* **GIVEN REQUEST**
Pull out every line below that contains the word "hair", and copy each one in full.

* **RECORDS FOR THE EXERCISE**
-*-*-

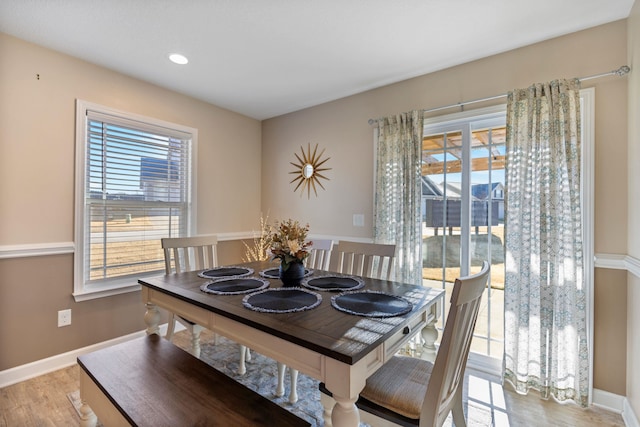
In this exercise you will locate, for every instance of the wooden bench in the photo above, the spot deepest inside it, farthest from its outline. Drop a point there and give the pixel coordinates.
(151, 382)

-*-*-

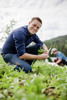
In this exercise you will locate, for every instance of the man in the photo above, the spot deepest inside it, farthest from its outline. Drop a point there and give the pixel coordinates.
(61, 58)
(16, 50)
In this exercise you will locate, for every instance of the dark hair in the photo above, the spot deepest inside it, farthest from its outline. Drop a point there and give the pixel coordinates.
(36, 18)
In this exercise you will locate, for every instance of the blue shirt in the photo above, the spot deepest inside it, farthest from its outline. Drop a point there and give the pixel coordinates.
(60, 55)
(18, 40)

-*-*-

* **EXERCISE OUTPUT**
In this exercise you will locate, for every instance of the dark hair in the photo above, the spot deepest inside it, farthest from its outline. Drop a point there and give the pixel coordinates.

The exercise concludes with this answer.